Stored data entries
>> Begin

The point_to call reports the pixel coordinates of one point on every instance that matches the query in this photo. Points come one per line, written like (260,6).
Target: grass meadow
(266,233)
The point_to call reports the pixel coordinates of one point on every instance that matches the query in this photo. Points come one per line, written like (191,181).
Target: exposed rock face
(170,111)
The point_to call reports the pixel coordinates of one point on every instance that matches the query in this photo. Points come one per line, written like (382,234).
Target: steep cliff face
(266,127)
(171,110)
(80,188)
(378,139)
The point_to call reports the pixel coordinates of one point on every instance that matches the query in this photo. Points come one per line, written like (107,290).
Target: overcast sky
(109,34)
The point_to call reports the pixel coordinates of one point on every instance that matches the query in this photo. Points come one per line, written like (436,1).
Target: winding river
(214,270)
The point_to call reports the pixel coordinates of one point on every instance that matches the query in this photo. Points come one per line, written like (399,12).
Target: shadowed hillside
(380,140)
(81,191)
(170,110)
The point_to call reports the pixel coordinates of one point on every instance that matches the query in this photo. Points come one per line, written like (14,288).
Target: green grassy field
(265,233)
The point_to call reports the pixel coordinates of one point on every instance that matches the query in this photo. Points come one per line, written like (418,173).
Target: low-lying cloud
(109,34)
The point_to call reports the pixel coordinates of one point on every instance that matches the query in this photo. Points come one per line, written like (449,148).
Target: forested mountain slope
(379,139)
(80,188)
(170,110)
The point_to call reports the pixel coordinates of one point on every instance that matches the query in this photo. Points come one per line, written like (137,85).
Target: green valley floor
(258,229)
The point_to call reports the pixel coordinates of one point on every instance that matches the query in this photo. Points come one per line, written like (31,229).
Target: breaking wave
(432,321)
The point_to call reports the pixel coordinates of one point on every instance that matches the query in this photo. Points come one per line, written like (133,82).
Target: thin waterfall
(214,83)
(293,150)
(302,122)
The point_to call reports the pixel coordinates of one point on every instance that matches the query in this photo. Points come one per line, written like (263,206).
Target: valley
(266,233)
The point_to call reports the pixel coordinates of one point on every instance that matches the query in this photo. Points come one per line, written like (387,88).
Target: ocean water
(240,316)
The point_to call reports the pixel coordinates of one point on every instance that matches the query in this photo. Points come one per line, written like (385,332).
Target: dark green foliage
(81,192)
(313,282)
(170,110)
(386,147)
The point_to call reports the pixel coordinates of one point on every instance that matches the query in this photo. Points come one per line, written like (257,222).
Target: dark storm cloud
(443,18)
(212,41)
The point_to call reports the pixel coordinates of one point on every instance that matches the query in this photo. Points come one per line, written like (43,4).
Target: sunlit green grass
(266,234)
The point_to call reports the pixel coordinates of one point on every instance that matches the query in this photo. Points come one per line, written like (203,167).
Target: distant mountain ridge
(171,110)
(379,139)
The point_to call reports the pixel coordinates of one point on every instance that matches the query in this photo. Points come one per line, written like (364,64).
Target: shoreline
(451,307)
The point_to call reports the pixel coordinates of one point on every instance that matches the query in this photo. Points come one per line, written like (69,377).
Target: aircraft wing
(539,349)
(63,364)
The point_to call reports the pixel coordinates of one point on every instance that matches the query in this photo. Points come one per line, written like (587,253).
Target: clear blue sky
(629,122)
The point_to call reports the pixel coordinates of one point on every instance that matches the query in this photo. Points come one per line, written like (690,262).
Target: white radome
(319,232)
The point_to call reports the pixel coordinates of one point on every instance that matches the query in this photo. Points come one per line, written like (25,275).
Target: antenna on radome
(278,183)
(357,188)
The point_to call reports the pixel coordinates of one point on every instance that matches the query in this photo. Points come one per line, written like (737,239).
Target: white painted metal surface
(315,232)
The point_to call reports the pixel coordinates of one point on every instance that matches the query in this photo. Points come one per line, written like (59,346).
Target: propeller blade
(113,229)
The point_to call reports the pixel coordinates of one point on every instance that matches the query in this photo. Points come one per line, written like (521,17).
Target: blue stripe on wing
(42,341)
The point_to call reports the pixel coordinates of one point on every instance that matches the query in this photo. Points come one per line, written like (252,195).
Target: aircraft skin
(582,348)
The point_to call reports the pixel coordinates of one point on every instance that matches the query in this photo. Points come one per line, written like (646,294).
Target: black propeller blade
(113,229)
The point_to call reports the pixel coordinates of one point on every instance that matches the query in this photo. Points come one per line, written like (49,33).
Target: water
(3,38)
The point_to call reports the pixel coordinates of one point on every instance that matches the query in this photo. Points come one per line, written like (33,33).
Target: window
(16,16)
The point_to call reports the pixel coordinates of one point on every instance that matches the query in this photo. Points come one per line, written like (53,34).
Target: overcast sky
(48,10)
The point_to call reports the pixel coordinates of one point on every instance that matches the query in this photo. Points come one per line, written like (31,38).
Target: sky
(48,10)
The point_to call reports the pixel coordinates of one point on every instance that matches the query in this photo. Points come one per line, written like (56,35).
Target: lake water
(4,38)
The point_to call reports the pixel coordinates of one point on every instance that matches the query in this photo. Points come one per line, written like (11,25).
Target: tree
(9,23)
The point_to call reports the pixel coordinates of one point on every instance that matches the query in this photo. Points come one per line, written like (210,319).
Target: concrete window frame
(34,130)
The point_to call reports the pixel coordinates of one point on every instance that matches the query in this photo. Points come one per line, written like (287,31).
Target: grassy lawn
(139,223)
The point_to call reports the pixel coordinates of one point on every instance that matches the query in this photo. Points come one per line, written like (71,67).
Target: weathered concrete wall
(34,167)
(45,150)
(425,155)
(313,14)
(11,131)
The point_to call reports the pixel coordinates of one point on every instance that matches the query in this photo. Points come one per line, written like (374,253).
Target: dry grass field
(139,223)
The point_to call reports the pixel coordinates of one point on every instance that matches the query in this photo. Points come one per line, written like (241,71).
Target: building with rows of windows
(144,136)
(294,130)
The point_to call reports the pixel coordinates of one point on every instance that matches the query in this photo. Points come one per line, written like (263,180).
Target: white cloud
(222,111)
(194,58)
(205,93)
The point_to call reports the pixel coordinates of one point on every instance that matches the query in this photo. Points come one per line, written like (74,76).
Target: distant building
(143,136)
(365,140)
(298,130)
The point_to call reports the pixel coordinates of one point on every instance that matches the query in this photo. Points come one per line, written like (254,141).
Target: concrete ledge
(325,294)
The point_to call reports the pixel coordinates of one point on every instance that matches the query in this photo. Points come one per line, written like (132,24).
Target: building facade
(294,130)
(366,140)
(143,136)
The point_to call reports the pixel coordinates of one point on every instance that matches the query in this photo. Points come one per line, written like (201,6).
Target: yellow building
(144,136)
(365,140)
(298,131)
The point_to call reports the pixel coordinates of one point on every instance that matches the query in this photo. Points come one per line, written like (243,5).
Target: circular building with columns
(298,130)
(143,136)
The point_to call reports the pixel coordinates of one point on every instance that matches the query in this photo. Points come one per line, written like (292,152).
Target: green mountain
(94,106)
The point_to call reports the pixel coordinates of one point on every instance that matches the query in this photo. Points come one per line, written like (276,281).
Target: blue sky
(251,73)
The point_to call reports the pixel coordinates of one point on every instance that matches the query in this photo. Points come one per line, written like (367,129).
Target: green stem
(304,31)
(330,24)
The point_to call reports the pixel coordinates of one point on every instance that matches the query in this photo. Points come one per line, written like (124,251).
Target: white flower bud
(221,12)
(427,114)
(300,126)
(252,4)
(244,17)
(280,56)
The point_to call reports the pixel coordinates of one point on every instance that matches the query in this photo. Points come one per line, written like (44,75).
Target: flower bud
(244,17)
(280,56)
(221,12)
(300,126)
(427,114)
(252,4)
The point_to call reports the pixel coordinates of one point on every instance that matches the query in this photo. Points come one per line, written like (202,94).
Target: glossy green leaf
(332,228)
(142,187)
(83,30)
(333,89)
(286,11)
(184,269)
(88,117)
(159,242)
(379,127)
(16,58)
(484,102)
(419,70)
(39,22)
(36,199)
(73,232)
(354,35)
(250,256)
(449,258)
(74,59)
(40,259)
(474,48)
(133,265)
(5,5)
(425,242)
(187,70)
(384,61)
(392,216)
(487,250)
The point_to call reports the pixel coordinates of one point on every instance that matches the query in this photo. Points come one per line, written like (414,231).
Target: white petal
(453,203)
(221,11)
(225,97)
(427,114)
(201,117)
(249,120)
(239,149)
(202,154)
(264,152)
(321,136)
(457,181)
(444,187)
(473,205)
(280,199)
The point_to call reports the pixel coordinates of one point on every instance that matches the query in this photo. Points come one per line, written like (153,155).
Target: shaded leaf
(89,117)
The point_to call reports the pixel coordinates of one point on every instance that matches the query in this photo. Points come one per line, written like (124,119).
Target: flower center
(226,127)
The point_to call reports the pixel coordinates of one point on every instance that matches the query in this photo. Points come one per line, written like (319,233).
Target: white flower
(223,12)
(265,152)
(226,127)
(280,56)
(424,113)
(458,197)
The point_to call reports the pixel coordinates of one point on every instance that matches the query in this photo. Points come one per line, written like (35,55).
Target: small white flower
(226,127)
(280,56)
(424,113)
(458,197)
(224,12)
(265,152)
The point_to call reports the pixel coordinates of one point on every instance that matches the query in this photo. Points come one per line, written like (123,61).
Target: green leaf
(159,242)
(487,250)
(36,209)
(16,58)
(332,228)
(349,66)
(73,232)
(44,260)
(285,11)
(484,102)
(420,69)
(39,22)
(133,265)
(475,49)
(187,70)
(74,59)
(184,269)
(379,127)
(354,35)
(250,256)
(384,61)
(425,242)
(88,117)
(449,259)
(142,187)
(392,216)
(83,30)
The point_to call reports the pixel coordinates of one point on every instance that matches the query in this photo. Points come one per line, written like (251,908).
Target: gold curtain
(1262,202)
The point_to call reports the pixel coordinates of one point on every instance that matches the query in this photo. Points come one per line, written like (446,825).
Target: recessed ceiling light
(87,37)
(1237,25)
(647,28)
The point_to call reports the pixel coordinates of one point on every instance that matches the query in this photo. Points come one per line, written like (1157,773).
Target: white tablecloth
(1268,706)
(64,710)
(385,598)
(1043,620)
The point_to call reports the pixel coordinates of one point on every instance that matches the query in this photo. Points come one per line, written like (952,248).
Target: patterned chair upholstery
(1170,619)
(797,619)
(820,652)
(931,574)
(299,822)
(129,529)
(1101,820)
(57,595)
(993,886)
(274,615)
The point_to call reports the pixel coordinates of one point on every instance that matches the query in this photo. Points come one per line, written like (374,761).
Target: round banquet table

>> End

WRITTEN TASK:
Write out the lines above from the one containing "written like (123,61)." through the last, exactly as they are.

FULL OUTPUT:
The point_to call reports the pixel coordinates of one point on every instance that matches the query in this photo. Points come one per line, written like (123,61).
Target: green leaf
(159,242)
(487,250)
(36,209)
(16,58)
(332,228)
(349,66)
(73,232)
(44,260)
(285,11)
(484,102)
(420,69)
(39,22)
(133,265)
(475,49)
(187,70)
(74,59)
(184,269)
(379,127)
(354,35)
(250,256)
(384,61)
(425,242)
(88,117)
(449,259)
(142,187)
(392,216)
(83,30)
The point_to call reports the pixel coordinates of one point on every instance that matches the query in this photo. Points come one per line, written like (251,908).
Target: gold curtain
(1262,202)
The point_to call reports the pixel coordinates of one point on every instance that matches the query in this photo. Points come one per line, written like (446,825).
Target: recessed ceiling light
(87,37)
(1237,25)
(647,28)
The point_to call reports the pixel coordinates of one point on every instance that matches the query in this photo. Points come one per line, written like (1157,773).
Target: white tablecloth
(1268,706)
(64,710)
(385,598)
(1043,620)
The point_to call reports the pixel coordinates of one point on every instance that matches the query in this photo. Points come one per line, written like (952,248).
Target: patterned chair upholstery
(1170,619)
(797,619)
(820,652)
(931,574)
(299,822)
(129,529)
(1101,820)
(57,595)
(993,886)
(274,615)
The point_to call reports the pixel coordinates of one point on every instance that matches the query in this photo. Points come one per line, written like (374,761).
Target: round banquet table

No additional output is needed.